#### PASSAGE CITÉ:
——————

Dans sa préface, Sean Gabb cite ce genre de déclarations de Hans-Hermann Hoppe et dit qu’elles sont controversées au sein du mouvement libertarien.
Il ajoute :
Je pense qu’il n’est pas exagéré de dire que presque tout le monde dans le mouvement, depuis 2000 environ, s’est défini par ce qu’il pense de Hoppe. Certains le considèrent comme le plus grand libertarien vivant, d’autres comme le diable. Le seul point d’accord est qu’il est un penseur ne pouvant être ignoré.
Hans-Hermann Hoppe, Bien comprendre le libertarianisme, 100 pages, Éditions Résurgence, 2020 (traduction par Léa Sentenac, Stéphane Geyres et Daivy Merlijs).
—
Rothbard était largement suffisant pour comprendre le libertarianisme.
Avec Hoppe le libertarianisme se transforme en féodalisme, et à terme il retrouvera la place qui lui revient : l’oubli.
@cachou42 : Le défaut de Hoppe est de croire que, s’il doit y avoir un organisme dirigeant la société, ce ne doit pas être une démocratie, mais une monarchie. Je n’arriverai jamais à comprendre comment un tel penseur peut continuer dans une telle erreur et ineptie intellectuelle.
Sinon, malgré tout, autant que Rothbard et Von Mises, quel penseur !!!
Oui.
Et de mon côté je dois aussi reconnaître que sa démonstration logique du droit naturel est un coup de génie.

——————

#### LISTE DES ENREGISTREMENTS:
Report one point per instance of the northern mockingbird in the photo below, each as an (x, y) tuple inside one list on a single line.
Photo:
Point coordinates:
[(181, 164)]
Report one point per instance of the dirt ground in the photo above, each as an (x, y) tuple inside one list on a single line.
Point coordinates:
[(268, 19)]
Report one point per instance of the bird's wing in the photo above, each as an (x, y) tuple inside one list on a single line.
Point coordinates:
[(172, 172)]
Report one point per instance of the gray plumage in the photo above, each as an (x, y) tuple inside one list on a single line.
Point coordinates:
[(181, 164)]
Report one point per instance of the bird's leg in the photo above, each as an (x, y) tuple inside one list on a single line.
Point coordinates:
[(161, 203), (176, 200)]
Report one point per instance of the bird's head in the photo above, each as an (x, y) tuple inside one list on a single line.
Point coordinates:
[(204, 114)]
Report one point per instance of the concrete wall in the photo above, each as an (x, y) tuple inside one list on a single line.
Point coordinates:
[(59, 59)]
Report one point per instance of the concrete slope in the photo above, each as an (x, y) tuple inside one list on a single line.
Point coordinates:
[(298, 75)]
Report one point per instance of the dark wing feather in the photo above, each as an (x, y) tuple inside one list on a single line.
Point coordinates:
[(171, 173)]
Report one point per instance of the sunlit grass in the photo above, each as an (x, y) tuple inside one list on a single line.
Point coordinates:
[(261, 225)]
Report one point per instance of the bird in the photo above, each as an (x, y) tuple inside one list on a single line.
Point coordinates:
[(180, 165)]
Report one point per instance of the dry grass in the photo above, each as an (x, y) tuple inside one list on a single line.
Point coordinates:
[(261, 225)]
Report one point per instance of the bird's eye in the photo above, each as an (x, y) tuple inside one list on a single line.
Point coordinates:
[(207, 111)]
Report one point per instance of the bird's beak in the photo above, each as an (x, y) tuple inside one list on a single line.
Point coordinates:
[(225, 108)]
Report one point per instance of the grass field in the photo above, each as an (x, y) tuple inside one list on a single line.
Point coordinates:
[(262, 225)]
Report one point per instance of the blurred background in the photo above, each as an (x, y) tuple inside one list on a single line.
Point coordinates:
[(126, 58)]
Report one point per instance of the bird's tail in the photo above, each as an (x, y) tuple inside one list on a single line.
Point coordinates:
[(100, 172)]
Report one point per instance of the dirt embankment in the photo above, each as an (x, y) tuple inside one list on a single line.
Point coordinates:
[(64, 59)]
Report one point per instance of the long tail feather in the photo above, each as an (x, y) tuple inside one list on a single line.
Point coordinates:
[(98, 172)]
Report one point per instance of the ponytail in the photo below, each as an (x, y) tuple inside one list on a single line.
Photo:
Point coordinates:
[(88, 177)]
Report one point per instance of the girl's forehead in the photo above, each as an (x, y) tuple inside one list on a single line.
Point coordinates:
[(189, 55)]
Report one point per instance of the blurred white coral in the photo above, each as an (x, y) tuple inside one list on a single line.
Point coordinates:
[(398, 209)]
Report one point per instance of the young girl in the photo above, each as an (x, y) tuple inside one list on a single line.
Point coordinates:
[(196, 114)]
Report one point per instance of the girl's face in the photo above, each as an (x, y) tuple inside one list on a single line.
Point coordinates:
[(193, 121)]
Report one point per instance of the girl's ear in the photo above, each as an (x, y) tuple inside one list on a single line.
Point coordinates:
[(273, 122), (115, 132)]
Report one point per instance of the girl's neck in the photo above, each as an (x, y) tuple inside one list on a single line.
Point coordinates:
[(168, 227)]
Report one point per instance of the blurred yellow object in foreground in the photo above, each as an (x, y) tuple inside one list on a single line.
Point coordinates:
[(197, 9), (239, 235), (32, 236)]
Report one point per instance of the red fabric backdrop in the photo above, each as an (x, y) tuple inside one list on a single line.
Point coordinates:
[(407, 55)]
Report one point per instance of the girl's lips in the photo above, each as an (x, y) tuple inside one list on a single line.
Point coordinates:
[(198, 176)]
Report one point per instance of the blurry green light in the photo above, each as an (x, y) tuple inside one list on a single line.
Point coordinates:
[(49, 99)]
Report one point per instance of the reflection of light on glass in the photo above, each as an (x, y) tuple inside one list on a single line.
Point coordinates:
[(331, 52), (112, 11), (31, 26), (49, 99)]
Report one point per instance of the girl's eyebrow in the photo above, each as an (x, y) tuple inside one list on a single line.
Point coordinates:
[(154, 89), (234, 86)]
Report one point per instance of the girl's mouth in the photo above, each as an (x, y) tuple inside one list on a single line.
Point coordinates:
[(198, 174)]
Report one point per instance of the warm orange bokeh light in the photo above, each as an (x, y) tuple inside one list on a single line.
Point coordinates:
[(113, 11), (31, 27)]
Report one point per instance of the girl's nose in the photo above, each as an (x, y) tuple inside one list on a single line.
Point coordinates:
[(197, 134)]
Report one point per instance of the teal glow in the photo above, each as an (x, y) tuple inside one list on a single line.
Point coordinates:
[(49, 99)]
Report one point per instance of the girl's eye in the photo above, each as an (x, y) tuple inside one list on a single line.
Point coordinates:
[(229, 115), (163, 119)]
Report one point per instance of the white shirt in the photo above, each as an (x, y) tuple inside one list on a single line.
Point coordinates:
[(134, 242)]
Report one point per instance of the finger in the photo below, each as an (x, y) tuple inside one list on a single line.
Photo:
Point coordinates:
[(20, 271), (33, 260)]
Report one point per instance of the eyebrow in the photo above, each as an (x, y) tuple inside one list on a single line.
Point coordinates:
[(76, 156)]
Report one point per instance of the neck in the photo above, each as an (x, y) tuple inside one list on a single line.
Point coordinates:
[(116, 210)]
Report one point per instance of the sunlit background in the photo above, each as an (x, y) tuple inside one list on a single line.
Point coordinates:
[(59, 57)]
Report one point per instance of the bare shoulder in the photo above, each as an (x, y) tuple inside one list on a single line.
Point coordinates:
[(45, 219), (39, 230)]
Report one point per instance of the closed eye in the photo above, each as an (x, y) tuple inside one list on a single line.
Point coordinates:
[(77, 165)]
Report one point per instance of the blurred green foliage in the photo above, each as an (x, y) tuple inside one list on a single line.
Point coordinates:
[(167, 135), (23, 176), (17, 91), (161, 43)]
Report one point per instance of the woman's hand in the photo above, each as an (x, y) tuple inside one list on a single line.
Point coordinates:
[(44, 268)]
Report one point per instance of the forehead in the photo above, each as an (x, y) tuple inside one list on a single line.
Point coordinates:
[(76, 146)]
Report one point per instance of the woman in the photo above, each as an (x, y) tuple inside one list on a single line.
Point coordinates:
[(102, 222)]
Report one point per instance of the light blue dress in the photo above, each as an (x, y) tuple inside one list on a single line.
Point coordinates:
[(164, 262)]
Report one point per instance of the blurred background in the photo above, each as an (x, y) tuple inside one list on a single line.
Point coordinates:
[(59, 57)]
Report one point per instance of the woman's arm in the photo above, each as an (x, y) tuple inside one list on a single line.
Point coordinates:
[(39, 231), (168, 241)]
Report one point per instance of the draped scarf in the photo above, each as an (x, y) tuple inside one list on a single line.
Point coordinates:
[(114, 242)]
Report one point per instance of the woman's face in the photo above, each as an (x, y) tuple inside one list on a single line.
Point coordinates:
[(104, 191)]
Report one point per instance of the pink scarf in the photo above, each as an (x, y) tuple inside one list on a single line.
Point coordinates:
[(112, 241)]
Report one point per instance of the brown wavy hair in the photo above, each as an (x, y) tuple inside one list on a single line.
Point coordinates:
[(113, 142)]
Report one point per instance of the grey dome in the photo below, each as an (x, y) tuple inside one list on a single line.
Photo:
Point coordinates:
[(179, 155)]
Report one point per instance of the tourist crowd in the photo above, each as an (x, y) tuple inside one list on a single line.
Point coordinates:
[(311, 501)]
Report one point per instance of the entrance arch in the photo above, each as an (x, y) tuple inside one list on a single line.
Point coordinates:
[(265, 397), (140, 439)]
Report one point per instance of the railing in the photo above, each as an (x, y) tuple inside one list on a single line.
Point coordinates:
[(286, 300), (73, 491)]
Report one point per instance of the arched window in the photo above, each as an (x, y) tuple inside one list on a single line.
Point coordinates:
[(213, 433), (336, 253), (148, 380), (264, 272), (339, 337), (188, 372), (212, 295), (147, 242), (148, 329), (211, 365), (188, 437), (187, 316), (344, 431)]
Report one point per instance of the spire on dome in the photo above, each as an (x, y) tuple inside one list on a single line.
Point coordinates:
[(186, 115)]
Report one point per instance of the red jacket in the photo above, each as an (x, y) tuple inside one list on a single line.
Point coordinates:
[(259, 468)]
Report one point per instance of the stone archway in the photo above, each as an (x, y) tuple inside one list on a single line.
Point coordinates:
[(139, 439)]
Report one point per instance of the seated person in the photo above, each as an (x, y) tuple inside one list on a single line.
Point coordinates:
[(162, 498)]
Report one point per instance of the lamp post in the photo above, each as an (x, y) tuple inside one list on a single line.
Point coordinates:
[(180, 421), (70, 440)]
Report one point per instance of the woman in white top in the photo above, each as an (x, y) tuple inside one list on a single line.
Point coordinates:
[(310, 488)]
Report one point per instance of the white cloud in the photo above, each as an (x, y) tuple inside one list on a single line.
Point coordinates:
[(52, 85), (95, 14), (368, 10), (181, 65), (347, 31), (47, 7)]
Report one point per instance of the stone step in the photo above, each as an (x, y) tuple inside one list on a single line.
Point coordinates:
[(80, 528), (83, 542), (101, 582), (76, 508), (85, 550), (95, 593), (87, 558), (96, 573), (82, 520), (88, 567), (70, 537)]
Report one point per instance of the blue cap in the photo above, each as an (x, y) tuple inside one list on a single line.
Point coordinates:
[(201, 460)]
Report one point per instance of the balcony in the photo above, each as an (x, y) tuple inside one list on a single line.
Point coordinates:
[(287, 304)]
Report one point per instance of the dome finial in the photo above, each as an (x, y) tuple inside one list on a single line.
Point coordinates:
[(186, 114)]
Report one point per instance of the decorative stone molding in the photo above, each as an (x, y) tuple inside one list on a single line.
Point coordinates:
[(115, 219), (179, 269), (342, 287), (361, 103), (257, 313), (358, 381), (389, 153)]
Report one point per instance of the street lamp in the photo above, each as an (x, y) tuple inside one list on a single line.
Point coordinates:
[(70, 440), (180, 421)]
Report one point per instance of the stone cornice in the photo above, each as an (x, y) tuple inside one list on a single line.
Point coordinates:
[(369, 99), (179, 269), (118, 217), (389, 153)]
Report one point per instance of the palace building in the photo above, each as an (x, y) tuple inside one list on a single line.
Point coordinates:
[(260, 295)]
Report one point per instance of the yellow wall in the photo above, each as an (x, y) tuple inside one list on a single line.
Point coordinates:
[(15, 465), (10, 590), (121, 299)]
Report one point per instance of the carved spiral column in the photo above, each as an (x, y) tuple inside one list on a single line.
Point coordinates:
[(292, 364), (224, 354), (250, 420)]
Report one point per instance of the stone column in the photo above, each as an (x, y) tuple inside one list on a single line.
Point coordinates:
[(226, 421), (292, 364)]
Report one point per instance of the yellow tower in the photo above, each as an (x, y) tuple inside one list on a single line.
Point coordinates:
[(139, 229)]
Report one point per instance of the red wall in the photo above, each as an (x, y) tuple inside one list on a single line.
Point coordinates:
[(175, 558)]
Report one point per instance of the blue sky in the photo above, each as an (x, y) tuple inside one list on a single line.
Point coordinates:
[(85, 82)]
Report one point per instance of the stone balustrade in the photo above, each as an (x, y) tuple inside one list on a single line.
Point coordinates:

——————

#### TRAVAIL DEMANDÉ:
(1) Dans les enregistrements, mettez à jour les lignes allant de celle qui contient « Report one point per instance of the blurred yellow » à celle qui contient « [(197, 9), (239, 235), (32, 236)] », incluses, en y remplaçant « foreground » par « background » sans toucher au reste.
(2) Rédigez la suite du passage sur Hoppe et le libertarianisme à partir de sa dernière phrase.
Le passage cité et les enregistrements proviennent de sources sans rapport entre elles.

#### RÉSULTATS PAR TÂCHE:
(1)
Report one point per instance of the blurred yellow object in background in the photo above, each as an (x, y) tuple inside one list on a single line.
Point coordinates:
[(197, 9), (239, 235), (32, 236)]

(2)
@Stephane12 Je vous conseille de lire « Démocratie, le dieu qui a échoué » du même auteur. Après sa démonstration, il ne fait aucun doute qu’éthiquement et économiquement, la monarchie est préférable à la démocratie. Cependant, comme indiqué sur la 4ème de couverture, l’auteur n’est PAS un monarchiste :
« De nature révisionniste, il parvient à la conclusion que la monarchie est un mal moindre que la démocratie, tout en soulignant les défaillances de chacune. »
Ce qu’il préconise, c’est un « ordre naturel » fondé sur la propriété privée.
@cachou42
Ce que vous dites est un épouvantail : Hoppe n’a jamais été pour le féodalisme, ni pour la monarchie d’ailleurs (contrairement à ce que beaucoup affirment, mais ils n’ont visiblement pas lu « Démocratie, le dieu qui a échoué »).
Sa position sur le féodalisme est également très explicite dans le livre « De l’aristocratie à la monarchie à la démocratie ».
Si l’on est sûr au moins de sa critique très forte de la démocratie, le doute peut rester en effet sur la monarchie par sa volonté de destruction du pouvoir central, mais clairement moins sur le féodalisme par sa volonté de sécession des « élites propriétaires locales » dans « Que faut-il faire ? ».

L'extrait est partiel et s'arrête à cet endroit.